Shooting Star is the debut studio album by Australian recording artist Rachael Leahcar, who finished third on the first season of  The Voice Australia. The album was released on 13 July 2012, through Universal Music Australia. It features songs Leahcar performed on The Voice, two original songs, as well as newly recorded covers. Leahcar promoted the album with an in-store appearance at Westfield Marion in Oaklands Park, South Australia, where she signed copies of the album and performed the songs "La Vie en rose" and "Shooting Star". The album debuted at number five on the ARIA Albums Chart.

Background
After finishing third in the first season of The Voice Australia in 2012, Leahcar signed a recording contract with Universal Music Australia. On 26 June 2012 it was announced that Leahcar would be  releasing their debut studio albums on the 13 July 2012 along with Darren Percival and Sarah De Bono.

Complete the following →
1. Answer these questions from the Shooting Star album text:
(a) At what position did the album debut on the ARIA Albums Chart?
(b) Where did Leahcar sign copies of the album during her in-store appearance?
(c) Which two other artists were announced as releasing debut studio albums on the same date as Leahcar?
2. Please write the next few sentences of the Shooting Star album text, starting after its final sentence.

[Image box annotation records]
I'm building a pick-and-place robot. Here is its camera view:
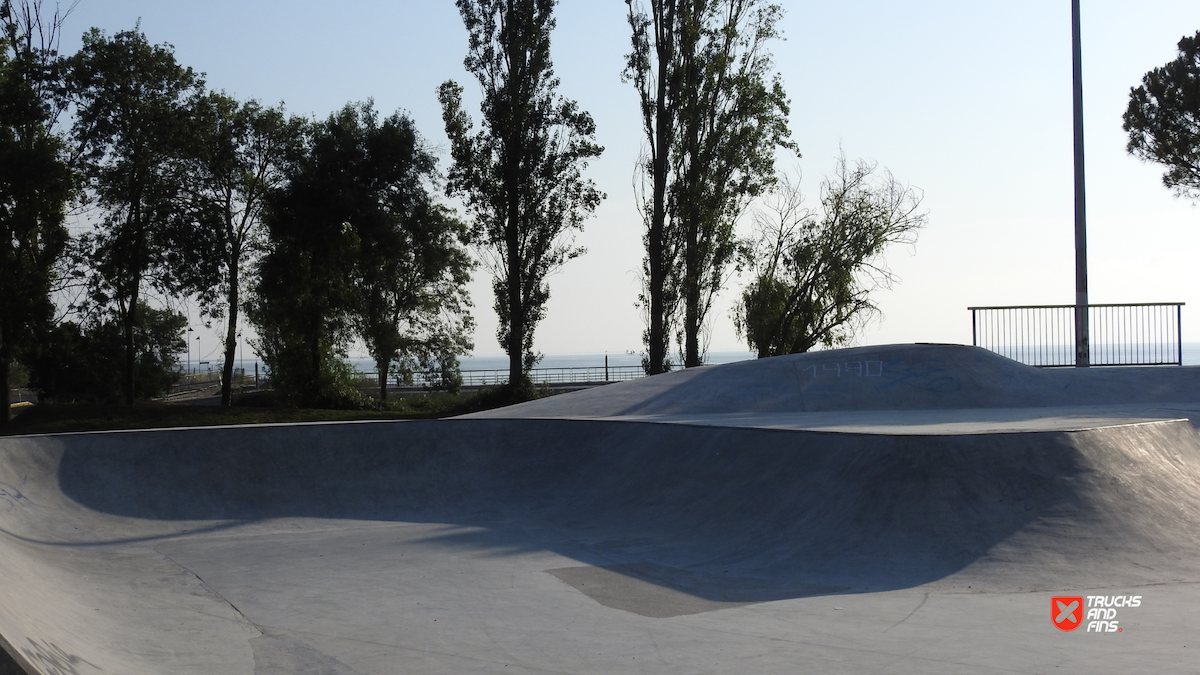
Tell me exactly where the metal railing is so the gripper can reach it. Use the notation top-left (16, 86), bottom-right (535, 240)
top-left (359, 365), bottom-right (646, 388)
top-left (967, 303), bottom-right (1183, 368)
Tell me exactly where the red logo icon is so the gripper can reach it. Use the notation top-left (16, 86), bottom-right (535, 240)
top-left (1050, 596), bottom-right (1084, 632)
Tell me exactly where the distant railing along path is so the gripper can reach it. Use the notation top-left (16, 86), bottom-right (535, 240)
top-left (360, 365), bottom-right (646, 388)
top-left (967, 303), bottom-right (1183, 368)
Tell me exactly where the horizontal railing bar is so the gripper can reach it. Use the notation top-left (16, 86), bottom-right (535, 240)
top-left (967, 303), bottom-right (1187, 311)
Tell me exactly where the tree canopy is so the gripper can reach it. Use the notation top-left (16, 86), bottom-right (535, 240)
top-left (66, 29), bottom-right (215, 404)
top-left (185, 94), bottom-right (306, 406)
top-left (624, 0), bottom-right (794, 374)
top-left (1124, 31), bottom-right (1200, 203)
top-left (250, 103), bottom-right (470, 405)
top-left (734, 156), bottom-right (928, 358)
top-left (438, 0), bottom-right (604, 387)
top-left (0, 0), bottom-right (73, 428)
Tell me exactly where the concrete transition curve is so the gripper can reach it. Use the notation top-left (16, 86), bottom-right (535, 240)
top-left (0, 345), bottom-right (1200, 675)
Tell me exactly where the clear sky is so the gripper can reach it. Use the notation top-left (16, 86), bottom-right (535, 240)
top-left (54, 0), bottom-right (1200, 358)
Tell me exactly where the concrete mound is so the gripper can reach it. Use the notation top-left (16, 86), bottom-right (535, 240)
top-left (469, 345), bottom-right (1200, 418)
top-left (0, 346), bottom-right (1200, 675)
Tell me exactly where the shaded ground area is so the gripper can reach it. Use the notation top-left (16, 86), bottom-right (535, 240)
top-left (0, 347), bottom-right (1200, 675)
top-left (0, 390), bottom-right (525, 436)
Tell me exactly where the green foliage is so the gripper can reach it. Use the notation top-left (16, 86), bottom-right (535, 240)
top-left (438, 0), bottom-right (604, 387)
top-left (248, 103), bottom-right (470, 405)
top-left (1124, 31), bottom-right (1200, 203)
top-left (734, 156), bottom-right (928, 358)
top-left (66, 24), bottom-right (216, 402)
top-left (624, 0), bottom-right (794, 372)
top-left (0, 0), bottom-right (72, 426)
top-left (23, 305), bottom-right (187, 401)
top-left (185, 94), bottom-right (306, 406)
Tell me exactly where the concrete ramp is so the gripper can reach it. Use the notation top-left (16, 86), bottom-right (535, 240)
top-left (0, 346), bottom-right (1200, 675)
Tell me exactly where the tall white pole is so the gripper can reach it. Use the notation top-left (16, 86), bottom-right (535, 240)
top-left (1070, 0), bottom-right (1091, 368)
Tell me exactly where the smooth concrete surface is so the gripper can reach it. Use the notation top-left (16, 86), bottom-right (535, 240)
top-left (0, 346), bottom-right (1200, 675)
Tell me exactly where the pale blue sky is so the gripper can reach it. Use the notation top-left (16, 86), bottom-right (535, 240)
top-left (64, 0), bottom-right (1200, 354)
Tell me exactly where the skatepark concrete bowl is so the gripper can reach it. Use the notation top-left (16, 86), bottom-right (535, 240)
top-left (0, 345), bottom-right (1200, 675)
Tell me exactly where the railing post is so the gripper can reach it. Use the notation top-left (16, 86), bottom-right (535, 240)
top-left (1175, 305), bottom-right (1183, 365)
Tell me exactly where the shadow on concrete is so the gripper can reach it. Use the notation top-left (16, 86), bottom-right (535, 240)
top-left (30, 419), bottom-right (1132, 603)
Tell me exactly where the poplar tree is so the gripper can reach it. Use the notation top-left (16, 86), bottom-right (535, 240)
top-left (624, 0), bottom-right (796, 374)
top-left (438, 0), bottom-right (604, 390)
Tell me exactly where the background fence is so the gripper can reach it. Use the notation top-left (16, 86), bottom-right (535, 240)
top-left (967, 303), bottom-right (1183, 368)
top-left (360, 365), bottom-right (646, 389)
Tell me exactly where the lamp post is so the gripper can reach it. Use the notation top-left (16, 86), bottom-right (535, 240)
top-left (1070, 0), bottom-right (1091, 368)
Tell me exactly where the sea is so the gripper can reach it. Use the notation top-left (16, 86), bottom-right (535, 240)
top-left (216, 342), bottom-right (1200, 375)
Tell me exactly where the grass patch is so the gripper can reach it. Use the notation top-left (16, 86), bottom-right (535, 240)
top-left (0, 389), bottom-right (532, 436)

Task answers →
1.
(a) Number five
(b) Westfield Marion in Oaklands Park, South Australia
(c) Darren Percival and Sarah De Bono

2.
Release and promotion

Singles
The album's lead single "Coming Home Again" was released on 29 June 2012. It was written by Jud Friedman, Allan Rich and Marco Marinangeli. It was originally going to be Leahcar's winners single.

Tour
In November 2013 Leahcar supported her Coach on The Voice Delta Goodrem as her opening act on Goodrem's album launch tour An Evening with Delta: The Top of My World Shows. This tour was supporting the release of Goodrem's 4th studio album Child of the Universe. The tour commenced in Brisbane on 27 October 2012 and concluded in Melbourne on 8 November 2012.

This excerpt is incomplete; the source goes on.